---------- SUPPLIED DATA

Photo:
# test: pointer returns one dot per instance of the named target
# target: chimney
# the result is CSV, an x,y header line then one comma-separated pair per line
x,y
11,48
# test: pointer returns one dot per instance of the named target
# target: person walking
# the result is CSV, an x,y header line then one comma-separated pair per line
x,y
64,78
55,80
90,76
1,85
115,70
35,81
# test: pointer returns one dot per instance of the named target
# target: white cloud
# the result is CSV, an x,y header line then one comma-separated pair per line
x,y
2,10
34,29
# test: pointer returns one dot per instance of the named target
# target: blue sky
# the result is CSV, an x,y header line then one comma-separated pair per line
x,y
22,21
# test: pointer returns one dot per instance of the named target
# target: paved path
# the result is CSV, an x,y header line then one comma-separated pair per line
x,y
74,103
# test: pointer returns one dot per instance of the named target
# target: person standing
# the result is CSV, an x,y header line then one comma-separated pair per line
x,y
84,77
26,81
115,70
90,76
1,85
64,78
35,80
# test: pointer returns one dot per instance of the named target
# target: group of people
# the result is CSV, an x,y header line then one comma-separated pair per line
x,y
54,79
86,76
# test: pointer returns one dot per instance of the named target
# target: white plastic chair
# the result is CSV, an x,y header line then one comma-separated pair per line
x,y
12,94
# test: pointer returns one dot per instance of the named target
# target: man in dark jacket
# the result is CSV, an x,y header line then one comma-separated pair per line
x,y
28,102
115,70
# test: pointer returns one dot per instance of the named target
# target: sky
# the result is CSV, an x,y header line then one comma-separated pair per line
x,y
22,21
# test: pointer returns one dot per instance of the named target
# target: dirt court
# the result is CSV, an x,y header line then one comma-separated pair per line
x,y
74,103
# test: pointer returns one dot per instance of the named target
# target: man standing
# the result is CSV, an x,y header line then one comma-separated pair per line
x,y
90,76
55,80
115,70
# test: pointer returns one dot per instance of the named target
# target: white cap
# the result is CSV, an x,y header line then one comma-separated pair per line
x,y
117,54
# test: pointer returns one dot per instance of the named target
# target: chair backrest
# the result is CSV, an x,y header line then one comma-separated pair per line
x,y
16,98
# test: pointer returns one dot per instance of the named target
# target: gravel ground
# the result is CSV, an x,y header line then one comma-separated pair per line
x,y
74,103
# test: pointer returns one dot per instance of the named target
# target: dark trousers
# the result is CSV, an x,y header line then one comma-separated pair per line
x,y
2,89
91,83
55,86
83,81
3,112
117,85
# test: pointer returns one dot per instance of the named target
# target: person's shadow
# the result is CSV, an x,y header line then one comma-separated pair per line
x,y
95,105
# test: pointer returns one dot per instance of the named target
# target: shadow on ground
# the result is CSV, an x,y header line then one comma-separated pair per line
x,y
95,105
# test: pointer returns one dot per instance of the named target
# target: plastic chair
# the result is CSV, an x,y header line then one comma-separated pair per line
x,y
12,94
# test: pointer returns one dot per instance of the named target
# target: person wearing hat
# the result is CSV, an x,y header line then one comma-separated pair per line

--------------------

**STATED EXERCISE:** Pull out every line of the data above that contains the string "standing".

**RESULT FOR THIS EXERCISE:**
# target: person standing
# target: man standing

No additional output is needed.